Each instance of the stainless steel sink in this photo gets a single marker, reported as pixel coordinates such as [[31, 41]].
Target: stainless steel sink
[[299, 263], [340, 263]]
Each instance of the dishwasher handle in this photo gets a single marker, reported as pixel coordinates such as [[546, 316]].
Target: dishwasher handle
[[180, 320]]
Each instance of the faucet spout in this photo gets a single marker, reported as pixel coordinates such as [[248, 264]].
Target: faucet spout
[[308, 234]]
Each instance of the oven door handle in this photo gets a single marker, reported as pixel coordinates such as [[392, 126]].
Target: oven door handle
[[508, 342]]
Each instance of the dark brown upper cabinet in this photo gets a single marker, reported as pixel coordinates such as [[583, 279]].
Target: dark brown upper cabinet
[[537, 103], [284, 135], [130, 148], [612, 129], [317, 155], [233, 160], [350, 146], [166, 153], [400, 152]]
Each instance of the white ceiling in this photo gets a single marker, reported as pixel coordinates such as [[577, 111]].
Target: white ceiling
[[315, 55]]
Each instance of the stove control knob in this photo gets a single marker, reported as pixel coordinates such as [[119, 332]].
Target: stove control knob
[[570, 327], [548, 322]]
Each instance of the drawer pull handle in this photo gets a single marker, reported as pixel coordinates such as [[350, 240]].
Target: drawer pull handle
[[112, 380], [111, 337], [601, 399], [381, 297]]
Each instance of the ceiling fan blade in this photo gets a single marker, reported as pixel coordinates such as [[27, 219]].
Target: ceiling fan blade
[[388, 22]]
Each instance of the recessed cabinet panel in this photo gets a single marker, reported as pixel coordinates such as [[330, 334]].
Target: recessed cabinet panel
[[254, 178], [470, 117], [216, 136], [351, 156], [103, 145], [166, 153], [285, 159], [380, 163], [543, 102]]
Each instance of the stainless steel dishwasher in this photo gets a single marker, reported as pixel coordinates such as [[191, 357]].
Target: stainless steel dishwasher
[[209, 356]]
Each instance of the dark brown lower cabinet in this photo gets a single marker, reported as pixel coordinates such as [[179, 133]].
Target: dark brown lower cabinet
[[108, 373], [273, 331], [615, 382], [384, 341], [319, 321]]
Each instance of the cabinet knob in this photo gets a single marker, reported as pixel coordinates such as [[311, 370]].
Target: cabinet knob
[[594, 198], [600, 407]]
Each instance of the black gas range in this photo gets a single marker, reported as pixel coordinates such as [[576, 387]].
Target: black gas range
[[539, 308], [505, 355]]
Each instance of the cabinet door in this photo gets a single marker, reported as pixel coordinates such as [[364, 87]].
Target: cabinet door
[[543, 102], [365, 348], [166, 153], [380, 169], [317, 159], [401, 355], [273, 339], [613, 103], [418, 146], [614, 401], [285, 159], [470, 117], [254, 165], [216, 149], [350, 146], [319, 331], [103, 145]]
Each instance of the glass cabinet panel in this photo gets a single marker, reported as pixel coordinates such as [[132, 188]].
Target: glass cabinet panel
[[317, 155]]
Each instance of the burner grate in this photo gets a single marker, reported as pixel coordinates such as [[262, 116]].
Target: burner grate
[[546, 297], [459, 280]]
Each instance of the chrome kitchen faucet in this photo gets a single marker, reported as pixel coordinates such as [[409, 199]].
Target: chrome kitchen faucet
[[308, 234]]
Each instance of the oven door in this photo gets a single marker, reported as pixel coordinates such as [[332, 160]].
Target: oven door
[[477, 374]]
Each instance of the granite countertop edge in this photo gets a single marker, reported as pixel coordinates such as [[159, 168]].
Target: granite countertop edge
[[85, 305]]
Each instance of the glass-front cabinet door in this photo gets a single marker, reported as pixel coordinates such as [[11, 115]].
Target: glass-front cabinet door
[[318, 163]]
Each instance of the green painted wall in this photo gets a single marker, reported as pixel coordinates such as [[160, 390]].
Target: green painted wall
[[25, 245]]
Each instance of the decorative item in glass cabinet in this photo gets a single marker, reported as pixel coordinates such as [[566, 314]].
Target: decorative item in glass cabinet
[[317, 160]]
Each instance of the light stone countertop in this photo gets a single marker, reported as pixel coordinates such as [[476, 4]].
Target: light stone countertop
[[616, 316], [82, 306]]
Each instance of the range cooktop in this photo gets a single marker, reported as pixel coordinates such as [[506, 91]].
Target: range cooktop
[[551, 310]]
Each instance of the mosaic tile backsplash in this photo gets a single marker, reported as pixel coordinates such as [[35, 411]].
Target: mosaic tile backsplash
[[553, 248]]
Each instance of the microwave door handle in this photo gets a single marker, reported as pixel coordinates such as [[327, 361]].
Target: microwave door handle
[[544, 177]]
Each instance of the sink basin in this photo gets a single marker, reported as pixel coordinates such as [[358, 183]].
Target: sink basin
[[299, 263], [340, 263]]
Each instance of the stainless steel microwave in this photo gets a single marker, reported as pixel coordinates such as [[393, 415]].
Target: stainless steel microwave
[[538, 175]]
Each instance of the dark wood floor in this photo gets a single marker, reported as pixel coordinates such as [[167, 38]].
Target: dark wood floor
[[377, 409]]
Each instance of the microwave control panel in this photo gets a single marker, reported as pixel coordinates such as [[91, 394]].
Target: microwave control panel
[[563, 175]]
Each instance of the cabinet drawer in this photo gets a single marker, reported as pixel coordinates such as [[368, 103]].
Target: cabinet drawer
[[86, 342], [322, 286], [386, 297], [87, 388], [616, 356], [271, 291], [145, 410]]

## EXERCISE INSTRUCTIONS
Rewrite all of the rows above, replacing every "single marker" with "single point" and leaving everything else unchanged.

## WRITTEN RESPONSE
Each instance of the stainless steel sink in this photo gets a single point, reported as pixel coordinates such as [[31, 41]].
Target: stainless steel sink
[[299, 263], [340, 263]]
Each instance of the dishwasher handle in this photo gets a single point, reported as pixel coordinates such as [[546, 316]].
Target: dishwasher handle
[[180, 320]]
Each instance of the faucet spout in this photo gets a single point, reported as pixel coordinates such as [[248, 264]].
Target: faucet spout
[[308, 234]]
Each instance of the oven door handle in this photo gets a single point, reported as pixel coordinates such as [[392, 126]].
Target: oven door handle
[[508, 342]]
Each instance of the dark brown upper cabinet in this photo gets a single point, reported as pixel coordinates such as [[583, 279]].
Target: dark brown upper cabinet
[[537, 103], [284, 135], [130, 148], [612, 129], [317, 155], [233, 160], [350, 146], [166, 153], [400, 152]]
Each instance of the white ceiling in this photo gets a single point, reported as pixel coordinates such as [[577, 111]].
Target: white ceiling
[[315, 55]]
Each instance of the stove control knob in this photo gets a single point, reported as pixel coordinates such as [[119, 332]].
Target: stove control knob
[[570, 327], [548, 322]]
Each instance of the drawer pull handle in this photo gets a single point, reported as pixel coordinates such as [[350, 240]].
Target: drawer pull handle
[[112, 380], [111, 337], [601, 399], [381, 297]]
Each instance of the ceiling fan blade in this photo gets a single point, reported as pixel coordinates such as [[27, 219]].
Target: ceiling fan blade
[[388, 22]]
Each instance of the recessed cabinet panel in this photo gets a single point, reported as pixel coordinates such as [[330, 334]].
Target: recessed cabinet panel
[[254, 178], [470, 117], [216, 136], [351, 156], [103, 145], [166, 153], [285, 159], [380, 163], [543, 102]]
Each instance of the stainless steel dishwasher in this photo gets a single point, reported as pixel coordinates such as [[191, 357]].
Target: stainless steel dishwasher
[[209, 356]]
Each instance of the dark brown lower cabinet in this photo gets a single point, reported as pixel coordinates such as [[179, 133]].
Target: dark brown lower cabinet
[[108, 373], [273, 331], [615, 382], [384, 341], [319, 321]]
Each instance of the cabinet knob in this photo gets a single point, reported as pixel coordinates such as [[311, 370]].
Target: cabinet knob
[[594, 198], [600, 407]]
Each instance of the black gas range in this photo gets a single point, reported as pixel coordinates such as [[576, 387]].
Target: black gas range
[[539, 308], [505, 355]]
Each instance of the cabinet door in this photo gets a single point, reported as pixel coordinates such as [[364, 87]].
Target: cabinet door
[[543, 102], [365, 348], [166, 153], [380, 169], [317, 159], [401, 355], [273, 339], [613, 103], [418, 146], [614, 401], [285, 159], [470, 117], [254, 165], [216, 149], [350, 146], [319, 331], [103, 145]]
Each instance of the glass cabinet panel in this photo gets a single point, reported as pixel coordinates such as [[132, 188]].
Target: glass cabinet panel
[[317, 155]]
Each instance of the burner grate in this photo gets a single point, reported as pixel coordinates such as [[262, 116]].
Target: burner grate
[[546, 297], [459, 280]]
Each instance of the chrome kitchen faucet in this photo gets a single point, reported as pixel coordinates such as [[409, 199]].
Target: chrome kitchen faucet
[[308, 234]]
Each instance of the oven door in this photo gets a single point, reported as pixel coordinates such as [[332, 160]].
Target: oven door
[[477, 374]]
Each instance of the granite countertop edge in this photo gets a single point, reported as pixel coordinates such as [[159, 168]].
Target: granite countertop edge
[[85, 305]]
Each instance of the glass-front cabinet door in this photo gets a single point, reported as pixel coordinates such as [[11, 115]].
Target: glass-front cabinet door
[[318, 163]]
Each instance of the green painted wall in this photo gets a single point, reported as pixel coordinates such as [[160, 390]].
Target: green painted wall
[[25, 245]]
Each instance of the decorative item in glass cabinet in this photo gets a single point, reported as pixel coordinates such as [[566, 314]].
Target: decorative item in glass cabinet
[[317, 160]]
Each instance of the light stone countertop in this photo gets a single point, reported as pixel coordinates such as [[476, 4]].
Target: light stone countertop
[[616, 316], [82, 306]]
Each instance of the range cooktop in this photo gets a single point, reported as pixel coordinates such as [[506, 91]].
Target: range cooktop
[[551, 310]]
Each instance of the mosaic tile backsplash in this photo gets a single point, reported as pixel coordinates such as [[35, 411]].
Target: mosaic tile backsplash
[[553, 248]]
Each instance of the microwave door handle in this photo gets a single point, reported as pixel coordinates such as [[327, 361]].
Target: microwave door handle
[[544, 177]]
Each instance of the sink basin in this photo gets a single point, reported as pixel coordinates such as [[358, 183]].
Target: sink basin
[[299, 263], [340, 263]]
Each instance of the stainless steel microwave in this photo gets a single point, reported as pixel coordinates such as [[393, 415]].
Target: stainless steel microwave
[[538, 175]]
Each instance of the dark wood floor in this photo gets a single point, reported as pixel coordinates such as [[167, 38]].
Target: dark wood floor
[[377, 409]]
Each instance of the microwave control panel in this photo gets a single point, reported as pixel coordinates such as [[91, 394]].
Target: microwave control panel
[[563, 175]]
Each instance of the cabinet drawer in this photo gets a single point, reported as pixel coordinates such as [[368, 103]].
Target: cabinet drawer
[[86, 342], [322, 286], [386, 297], [87, 388], [616, 356], [271, 291], [145, 410]]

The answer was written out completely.